*MATERIAL PROVIDED:*
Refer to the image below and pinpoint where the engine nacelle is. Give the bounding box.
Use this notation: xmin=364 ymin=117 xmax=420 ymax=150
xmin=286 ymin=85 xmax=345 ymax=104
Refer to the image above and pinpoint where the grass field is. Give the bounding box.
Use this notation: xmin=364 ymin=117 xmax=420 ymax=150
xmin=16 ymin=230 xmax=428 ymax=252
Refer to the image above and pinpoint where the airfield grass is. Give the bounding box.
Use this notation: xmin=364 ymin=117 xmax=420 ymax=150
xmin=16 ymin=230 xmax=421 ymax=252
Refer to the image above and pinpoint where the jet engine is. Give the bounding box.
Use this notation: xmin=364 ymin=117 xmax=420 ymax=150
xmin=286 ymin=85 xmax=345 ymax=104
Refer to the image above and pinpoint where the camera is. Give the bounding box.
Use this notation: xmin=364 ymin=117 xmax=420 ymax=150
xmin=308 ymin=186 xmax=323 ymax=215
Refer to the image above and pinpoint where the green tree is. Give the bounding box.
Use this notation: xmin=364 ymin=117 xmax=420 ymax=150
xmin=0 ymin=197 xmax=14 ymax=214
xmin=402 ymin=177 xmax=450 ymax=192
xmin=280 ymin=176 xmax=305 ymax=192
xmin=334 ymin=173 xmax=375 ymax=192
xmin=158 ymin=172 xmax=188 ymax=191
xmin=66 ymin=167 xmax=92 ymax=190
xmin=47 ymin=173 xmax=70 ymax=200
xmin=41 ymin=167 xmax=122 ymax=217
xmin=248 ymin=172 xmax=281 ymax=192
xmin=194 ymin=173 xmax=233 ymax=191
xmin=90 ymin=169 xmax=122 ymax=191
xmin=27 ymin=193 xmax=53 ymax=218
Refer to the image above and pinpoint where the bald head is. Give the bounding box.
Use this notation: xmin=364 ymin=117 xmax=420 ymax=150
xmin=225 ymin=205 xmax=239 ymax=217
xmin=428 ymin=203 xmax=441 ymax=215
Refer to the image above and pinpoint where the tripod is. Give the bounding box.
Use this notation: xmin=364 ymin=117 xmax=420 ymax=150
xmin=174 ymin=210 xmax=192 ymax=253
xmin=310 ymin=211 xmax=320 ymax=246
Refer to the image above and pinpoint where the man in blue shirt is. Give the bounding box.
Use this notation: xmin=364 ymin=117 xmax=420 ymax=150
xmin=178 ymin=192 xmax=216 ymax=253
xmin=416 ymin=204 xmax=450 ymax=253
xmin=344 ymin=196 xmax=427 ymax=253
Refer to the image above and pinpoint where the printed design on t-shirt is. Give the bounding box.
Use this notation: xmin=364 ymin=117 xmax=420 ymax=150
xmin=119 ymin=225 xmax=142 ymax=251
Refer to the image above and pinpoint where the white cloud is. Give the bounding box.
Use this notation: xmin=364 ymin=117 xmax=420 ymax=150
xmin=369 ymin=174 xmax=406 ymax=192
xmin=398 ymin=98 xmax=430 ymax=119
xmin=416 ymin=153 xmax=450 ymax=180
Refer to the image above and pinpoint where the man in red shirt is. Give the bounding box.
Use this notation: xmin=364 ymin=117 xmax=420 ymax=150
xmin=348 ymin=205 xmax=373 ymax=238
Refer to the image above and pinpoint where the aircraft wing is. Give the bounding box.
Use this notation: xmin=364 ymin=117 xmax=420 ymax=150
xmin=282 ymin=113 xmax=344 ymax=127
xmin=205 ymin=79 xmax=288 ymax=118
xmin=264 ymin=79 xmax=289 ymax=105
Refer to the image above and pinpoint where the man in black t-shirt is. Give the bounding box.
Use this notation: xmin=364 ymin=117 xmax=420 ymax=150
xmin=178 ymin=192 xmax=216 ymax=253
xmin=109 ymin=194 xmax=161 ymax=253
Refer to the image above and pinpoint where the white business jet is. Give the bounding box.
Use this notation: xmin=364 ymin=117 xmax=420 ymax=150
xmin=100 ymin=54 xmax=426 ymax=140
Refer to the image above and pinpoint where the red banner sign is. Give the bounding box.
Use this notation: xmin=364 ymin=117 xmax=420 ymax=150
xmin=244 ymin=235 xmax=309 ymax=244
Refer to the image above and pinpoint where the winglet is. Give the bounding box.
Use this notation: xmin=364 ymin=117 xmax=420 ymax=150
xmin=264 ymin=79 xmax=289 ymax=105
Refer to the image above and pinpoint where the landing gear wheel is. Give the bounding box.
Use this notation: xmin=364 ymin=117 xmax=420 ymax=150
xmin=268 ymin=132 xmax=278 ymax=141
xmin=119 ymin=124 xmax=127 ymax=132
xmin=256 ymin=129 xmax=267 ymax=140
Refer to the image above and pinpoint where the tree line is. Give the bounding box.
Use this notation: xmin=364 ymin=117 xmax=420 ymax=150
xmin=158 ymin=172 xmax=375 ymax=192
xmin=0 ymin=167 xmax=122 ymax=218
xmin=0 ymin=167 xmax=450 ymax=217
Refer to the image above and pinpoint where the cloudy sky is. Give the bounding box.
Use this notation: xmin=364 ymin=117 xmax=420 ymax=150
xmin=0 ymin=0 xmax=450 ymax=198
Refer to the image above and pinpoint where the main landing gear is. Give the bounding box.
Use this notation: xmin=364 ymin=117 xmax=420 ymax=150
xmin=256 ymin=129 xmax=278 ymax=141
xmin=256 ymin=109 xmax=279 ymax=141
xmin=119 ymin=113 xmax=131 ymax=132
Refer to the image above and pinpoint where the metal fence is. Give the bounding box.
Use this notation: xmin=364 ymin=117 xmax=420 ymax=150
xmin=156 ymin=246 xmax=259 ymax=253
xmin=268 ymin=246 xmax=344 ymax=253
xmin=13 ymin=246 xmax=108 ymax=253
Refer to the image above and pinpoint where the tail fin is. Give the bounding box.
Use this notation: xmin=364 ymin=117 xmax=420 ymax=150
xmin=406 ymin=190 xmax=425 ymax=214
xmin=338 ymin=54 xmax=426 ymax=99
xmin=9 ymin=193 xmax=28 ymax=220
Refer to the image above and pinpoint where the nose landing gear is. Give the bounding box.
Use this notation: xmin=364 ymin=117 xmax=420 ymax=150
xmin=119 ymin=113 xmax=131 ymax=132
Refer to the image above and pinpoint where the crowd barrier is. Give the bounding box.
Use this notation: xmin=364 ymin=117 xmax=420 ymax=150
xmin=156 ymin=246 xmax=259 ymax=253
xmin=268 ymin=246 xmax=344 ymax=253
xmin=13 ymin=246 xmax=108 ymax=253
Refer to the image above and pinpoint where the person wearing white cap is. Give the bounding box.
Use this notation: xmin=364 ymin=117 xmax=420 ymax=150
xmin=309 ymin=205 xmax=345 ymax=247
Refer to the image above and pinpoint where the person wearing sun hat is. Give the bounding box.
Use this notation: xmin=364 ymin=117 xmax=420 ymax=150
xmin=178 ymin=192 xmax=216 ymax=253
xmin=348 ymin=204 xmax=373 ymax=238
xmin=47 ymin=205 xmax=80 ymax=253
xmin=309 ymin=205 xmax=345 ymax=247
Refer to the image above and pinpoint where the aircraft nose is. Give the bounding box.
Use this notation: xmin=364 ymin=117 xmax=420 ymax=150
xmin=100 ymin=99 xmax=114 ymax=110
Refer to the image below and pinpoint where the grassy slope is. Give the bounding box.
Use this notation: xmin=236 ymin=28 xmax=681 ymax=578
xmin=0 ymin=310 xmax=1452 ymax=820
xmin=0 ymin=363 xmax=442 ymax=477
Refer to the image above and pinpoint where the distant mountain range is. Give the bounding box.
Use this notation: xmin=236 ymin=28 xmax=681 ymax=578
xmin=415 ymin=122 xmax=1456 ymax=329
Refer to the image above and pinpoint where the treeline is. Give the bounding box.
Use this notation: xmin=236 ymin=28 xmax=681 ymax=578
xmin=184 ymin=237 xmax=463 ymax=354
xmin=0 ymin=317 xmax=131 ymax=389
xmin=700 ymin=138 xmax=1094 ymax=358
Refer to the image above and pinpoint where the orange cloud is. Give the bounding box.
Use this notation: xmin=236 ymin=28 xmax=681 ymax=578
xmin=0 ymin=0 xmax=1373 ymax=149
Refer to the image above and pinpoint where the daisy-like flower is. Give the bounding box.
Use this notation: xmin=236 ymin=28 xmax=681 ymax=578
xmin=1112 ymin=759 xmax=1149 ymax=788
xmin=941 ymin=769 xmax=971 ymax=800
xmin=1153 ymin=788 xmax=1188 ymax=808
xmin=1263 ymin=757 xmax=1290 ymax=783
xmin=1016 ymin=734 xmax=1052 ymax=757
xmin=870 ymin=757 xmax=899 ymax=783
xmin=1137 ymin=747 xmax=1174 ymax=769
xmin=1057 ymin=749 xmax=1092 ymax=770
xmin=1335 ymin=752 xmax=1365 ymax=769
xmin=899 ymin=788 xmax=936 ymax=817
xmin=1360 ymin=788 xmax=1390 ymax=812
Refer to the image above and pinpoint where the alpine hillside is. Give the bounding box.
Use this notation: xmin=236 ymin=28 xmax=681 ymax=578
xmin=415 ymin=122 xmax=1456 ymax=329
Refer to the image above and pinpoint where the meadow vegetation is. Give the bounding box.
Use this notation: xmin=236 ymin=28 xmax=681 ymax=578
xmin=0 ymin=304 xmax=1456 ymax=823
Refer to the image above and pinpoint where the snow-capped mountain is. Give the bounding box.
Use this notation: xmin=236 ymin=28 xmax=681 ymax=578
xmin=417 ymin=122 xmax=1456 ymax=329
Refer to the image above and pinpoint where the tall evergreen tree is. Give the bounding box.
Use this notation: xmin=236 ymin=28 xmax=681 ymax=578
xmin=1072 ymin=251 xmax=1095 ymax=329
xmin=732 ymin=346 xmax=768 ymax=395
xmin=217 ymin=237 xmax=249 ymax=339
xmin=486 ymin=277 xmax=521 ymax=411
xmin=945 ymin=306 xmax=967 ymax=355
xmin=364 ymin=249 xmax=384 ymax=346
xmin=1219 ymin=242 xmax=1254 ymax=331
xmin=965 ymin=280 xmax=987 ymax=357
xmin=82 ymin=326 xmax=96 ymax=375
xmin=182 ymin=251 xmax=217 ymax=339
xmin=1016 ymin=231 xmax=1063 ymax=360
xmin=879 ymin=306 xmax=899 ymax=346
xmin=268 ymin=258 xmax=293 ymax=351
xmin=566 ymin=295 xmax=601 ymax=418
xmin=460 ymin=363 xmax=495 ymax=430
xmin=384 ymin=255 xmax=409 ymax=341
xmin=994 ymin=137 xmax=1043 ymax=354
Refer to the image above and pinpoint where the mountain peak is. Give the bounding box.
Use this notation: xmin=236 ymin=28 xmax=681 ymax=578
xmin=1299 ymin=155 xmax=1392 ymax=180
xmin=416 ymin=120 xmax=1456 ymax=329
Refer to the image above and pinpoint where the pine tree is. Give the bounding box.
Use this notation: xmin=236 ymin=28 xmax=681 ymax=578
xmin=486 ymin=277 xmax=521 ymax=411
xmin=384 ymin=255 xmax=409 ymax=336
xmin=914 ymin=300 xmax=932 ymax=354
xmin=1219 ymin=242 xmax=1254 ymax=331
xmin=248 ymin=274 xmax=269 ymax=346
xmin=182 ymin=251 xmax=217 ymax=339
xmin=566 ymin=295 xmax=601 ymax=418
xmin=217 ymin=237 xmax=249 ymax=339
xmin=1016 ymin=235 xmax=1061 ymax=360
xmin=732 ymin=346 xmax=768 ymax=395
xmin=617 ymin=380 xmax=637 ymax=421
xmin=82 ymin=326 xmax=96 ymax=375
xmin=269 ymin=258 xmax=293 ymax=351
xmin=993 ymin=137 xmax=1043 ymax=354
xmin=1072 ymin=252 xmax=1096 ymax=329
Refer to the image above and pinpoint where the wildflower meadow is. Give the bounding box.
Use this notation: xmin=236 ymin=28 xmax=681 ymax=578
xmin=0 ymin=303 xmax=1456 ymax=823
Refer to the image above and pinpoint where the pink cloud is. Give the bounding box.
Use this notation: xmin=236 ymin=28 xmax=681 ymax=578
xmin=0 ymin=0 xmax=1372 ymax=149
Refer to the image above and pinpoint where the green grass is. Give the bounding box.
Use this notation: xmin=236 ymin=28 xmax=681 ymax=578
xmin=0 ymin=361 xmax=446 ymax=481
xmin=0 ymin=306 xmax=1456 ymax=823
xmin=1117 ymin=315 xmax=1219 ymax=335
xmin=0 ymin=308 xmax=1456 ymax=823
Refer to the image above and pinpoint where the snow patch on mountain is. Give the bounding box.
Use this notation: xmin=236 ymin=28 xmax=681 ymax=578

*AIM OF THE EXERCISE:* Turn the lines above, from the one containing "Refer to the image above and pinpoint where the green tree" through the one containing "xmin=27 ymin=193 xmax=53 ymax=218", into a numbered list, and leave out any blank lines.

*SOLVED PROBLEM:*
1. Refer to the image above and pinpoint where the green tree is. Give the bounding box.
2. Use this notation: xmin=364 ymin=117 xmax=420 ymax=150
3. xmin=0 ymin=197 xmax=14 ymax=214
4. xmin=402 ymin=177 xmax=450 ymax=192
5. xmin=280 ymin=176 xmax=305 ymax=192
6. xmin=334 ymin=173 xmax=375 ymax=192
7. xmin=158 ymin=172 xmax=188 ymax=191
8. xmin=66 ymin=167 xmax=92 ymax=190
9. xmin=47 ymin=173 xmax=70 ymax=200
10. xmin=41 ymin=167 xmax=122 ymax=217
11. xmin=248 ymin=172 xmax=281 ymax=192
12. xmin=194 ymin=173 xmax=233 ymax=191
13. xmin=90 ymin=169 xmax=122 ymax=191
14. xmin=27 ymin=193 xmax=53 ymax=218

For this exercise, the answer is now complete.